[Collected data]
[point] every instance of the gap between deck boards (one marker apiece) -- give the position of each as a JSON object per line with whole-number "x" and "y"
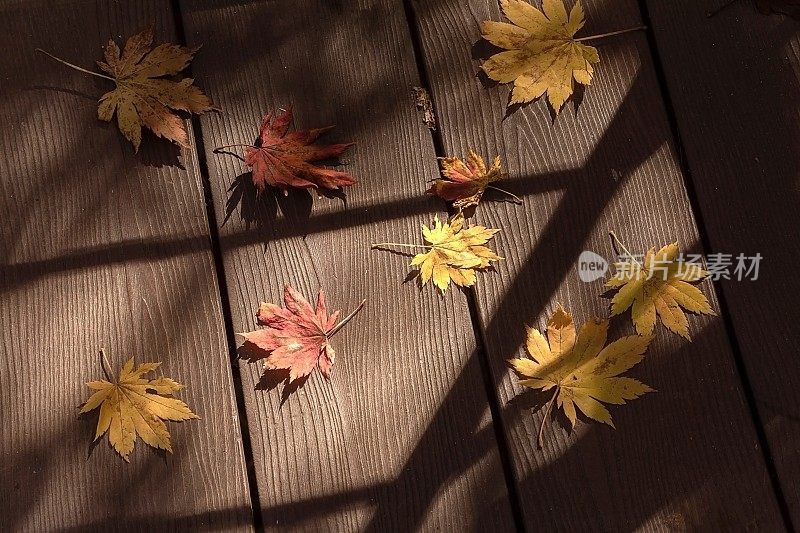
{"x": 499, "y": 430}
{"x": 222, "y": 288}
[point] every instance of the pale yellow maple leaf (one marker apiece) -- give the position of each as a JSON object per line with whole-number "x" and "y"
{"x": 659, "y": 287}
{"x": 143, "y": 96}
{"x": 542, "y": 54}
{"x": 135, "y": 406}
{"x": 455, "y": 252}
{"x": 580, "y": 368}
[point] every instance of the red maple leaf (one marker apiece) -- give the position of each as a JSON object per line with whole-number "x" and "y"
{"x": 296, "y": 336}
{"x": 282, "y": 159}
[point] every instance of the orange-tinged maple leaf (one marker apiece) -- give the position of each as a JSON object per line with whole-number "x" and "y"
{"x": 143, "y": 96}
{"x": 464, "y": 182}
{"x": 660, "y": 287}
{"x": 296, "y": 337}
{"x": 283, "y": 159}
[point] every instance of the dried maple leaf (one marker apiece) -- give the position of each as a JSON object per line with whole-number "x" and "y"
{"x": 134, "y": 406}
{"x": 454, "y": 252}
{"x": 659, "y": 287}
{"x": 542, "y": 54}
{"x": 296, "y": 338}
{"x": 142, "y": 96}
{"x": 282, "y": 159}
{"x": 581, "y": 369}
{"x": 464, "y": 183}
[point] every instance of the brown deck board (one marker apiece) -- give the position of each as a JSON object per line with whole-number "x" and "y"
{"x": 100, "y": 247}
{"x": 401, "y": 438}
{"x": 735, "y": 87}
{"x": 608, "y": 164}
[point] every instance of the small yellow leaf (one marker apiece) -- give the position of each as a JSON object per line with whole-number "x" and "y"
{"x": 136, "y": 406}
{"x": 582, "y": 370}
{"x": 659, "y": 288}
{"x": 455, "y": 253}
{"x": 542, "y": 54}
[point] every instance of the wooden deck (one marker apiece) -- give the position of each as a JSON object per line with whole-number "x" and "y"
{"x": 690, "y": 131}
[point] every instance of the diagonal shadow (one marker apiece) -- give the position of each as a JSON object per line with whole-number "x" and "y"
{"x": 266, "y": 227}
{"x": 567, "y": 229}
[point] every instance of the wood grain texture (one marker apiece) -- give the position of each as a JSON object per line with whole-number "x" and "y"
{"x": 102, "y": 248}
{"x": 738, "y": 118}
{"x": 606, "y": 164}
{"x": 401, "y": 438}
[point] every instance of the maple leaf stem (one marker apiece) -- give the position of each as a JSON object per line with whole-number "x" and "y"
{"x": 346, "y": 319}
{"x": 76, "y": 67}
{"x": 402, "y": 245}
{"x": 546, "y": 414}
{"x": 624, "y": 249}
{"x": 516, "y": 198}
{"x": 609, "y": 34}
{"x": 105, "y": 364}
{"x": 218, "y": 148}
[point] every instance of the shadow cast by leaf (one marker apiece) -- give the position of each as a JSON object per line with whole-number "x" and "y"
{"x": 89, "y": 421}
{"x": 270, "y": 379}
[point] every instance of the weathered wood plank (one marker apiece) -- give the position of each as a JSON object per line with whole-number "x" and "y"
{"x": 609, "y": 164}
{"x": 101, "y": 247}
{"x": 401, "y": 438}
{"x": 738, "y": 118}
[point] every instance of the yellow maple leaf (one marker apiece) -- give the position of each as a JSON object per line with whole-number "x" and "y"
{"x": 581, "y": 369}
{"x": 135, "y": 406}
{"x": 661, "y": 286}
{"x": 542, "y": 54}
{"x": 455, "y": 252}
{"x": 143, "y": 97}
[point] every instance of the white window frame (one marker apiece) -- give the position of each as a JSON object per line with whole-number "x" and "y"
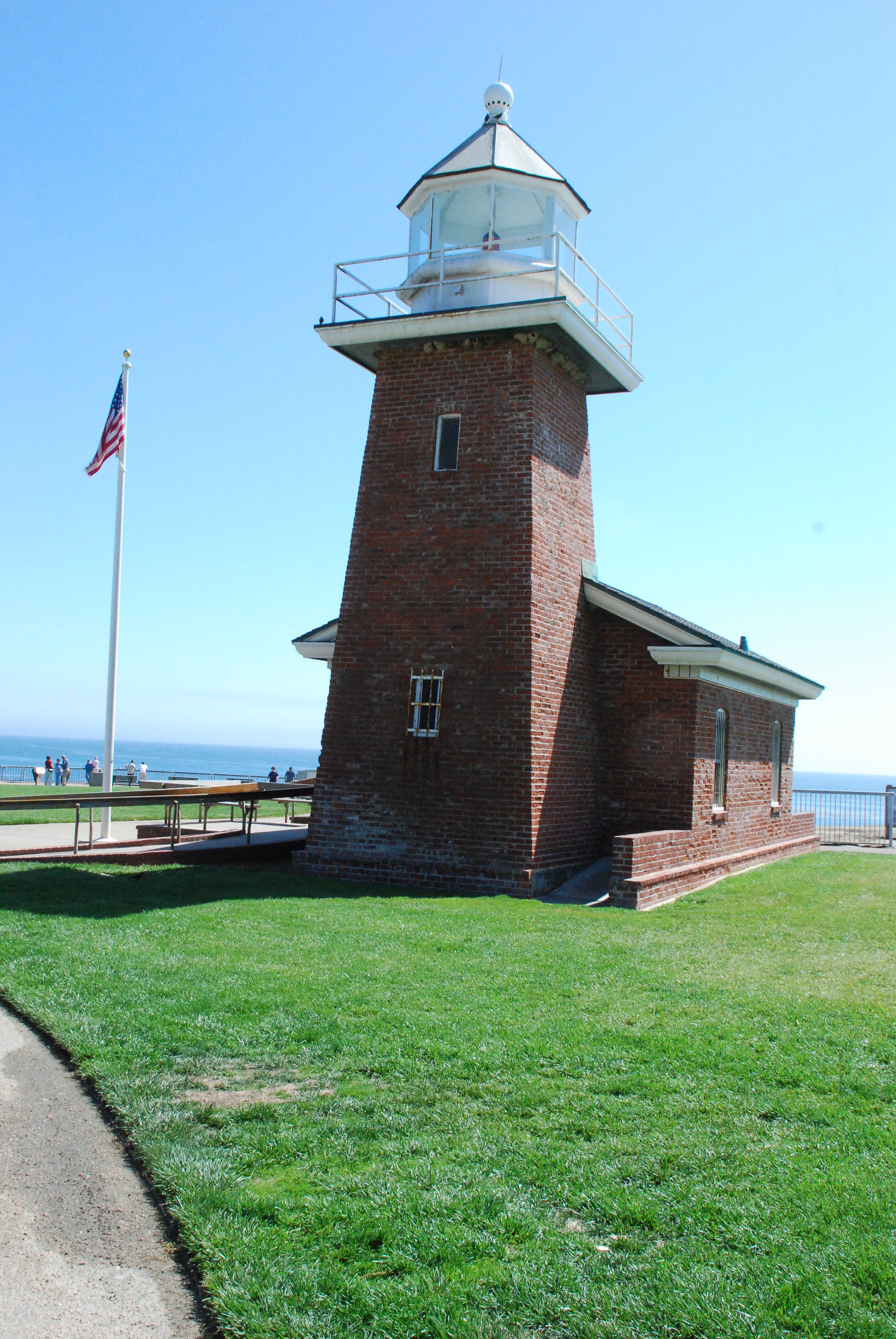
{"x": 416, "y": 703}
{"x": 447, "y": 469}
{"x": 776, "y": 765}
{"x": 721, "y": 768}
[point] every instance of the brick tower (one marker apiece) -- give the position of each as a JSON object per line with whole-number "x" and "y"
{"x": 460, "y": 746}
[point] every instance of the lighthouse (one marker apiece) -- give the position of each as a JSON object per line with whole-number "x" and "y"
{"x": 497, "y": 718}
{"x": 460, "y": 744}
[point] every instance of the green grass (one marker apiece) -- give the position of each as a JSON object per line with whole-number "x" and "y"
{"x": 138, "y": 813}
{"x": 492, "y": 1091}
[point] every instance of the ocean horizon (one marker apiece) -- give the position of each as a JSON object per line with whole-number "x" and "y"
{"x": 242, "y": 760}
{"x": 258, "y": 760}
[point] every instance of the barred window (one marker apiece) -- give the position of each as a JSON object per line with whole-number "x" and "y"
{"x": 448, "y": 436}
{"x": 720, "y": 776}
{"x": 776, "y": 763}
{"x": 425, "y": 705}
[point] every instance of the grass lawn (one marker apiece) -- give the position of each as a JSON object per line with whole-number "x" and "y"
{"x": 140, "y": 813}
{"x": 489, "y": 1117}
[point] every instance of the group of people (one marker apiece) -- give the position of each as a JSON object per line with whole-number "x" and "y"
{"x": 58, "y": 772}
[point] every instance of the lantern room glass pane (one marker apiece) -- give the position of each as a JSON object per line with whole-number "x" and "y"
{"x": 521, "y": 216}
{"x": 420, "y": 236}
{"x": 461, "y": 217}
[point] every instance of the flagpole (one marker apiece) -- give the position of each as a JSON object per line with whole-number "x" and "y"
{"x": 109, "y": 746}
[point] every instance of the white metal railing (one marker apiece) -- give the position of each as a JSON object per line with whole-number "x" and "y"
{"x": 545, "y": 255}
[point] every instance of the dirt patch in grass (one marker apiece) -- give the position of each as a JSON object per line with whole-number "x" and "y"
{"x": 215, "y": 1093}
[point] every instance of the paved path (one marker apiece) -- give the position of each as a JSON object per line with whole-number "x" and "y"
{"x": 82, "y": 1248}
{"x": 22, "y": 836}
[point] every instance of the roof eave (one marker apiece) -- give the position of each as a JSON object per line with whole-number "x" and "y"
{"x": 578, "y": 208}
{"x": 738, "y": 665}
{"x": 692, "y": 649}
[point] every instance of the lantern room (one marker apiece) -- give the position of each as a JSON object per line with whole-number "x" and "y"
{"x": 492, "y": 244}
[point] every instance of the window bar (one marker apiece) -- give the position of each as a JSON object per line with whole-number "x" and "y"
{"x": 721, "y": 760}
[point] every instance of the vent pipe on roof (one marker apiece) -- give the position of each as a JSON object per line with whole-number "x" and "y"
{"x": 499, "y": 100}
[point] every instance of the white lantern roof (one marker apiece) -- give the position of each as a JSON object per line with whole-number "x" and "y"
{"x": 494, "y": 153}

**YOUR OBJECTIVE:**
Output the stretch of the data from the line containing "[point] every instance of the lantern room glass" through the end as a numbered list, skipping any blank lines.

**FINAL RESULT:**
1. [point] every instance of the lantern room glass pane (one marker apiece) -- give the position of each as a JSON object per line with whole-number "x" and "y"
2. {"x": 521, "y": 216}
3. {"x": 420, "y": 236}
4. {"x": 461, "y": 217}
5. [point] every instance of the flagpole (one marker apiece) -- give the position of each as a JSON object per line with whole-number "x" and "y"
6. {"x": 109, "y": 746}
7. [point] every instance of the white metal railing (one marker apiece) -- give the position of each as a JSON object per line with whole-number "x" and "y"
8. {"x": 545, "y": 255}
9. [point] every instance of the dirt patch in grass (one marker apiece) -- give the position of each as a JSON object per line with whole-number "x" and "y"
10. {"x": 215, "y": 1093}
11. [point] every instance of the paved path (one marker apiece) -- give the position of each as a JSON object per line with whole-number "x" and "y"
12. {"x": 82, "y": 1248}
13. {"x": 22, "y": 836}
14. [point] every instance of the roof eave (one marker apiece) -- give the position of each as a JSON object per line with whole-number "x" and "y"
15. {"x": 578, "y": 208}
16. {"x": 738, "y": 665}
17. {"x": 692, "y": 649}
18. [point] every instance of the lantern room (one marker apiece) -- give the position of each as a JSON object per line with whole-number "x" and "y"
19. {"x": 492, "y": 244}
20. [point] every instance of the window bar (one marker apiece) -- give the position of each as a JSON object per line with whole-number "x" and "y"
21. {"x": 721, "y": 760}
22. [point] every instance of the vent pipe on roof (one marker apiece) -- give the position of each as a JSON object per line with whole-number "x" and "y"
23. {"x": 499, "y": 100}
24. [point] every instance of the white lantern roof (one marker apiece) -- give the position of each as a JSON object per line with whole-number "x" and "y"
25. {"x": 494, "y": 153}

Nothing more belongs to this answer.